▸ Aim of the exercise: The answer must consist of each line of the records below that contains the string "Mark".

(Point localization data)
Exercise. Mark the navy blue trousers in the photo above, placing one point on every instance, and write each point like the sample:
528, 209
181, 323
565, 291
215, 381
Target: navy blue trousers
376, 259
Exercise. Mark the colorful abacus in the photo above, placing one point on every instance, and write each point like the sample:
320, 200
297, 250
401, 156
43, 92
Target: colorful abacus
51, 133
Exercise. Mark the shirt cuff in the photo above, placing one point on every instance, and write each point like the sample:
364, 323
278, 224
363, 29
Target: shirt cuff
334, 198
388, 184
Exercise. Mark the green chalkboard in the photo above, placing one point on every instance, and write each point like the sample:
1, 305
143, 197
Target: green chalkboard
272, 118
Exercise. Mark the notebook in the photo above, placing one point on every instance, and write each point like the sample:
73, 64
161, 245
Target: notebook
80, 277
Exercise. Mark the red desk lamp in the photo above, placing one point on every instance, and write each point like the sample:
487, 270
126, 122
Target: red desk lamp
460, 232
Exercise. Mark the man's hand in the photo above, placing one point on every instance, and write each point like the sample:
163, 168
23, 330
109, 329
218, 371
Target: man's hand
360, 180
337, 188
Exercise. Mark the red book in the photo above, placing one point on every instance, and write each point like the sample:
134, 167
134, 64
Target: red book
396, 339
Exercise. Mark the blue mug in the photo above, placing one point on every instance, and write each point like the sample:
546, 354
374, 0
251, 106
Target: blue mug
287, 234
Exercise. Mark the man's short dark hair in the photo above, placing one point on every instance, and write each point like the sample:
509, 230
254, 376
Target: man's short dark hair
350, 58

▸ Task answer:
Exercise. Mark the navy blue trousers in the photo above, placing one point on every instance, and write each point like the sample:
Exercise. Mark the colorful abacus in the photo above, placing one point on every instance, and write each point like the sample:
Exercise. Mark the shirt cuff in the photo above, placing one point on every instance, and write each point like the sample:
Exercise. Mark the green chalkboard in the photo above, placing one point on every instance, and write each point like the sample:
Exercise. Mark the notebook in the photo above, placing one point on every instance, and write each point like the sample:
Exercise. Mark the red desk lamp in the photo above, placing one point on every instance, and write each point like the sample:
Exercise. Mark the man's hand in the photo above, placing one point on every instance, and write each point like the sample:
Exercise. Mark the red book in the photo above, placing one point on every instance, and write each point like the sample:
Exercise. Mark the blue mug in the photo above, placing one point on every instance, and write each point like the sample:
Exercise. Mark the man's short dark hair in the photo above, placing one point on every instance, and write each point like the sample:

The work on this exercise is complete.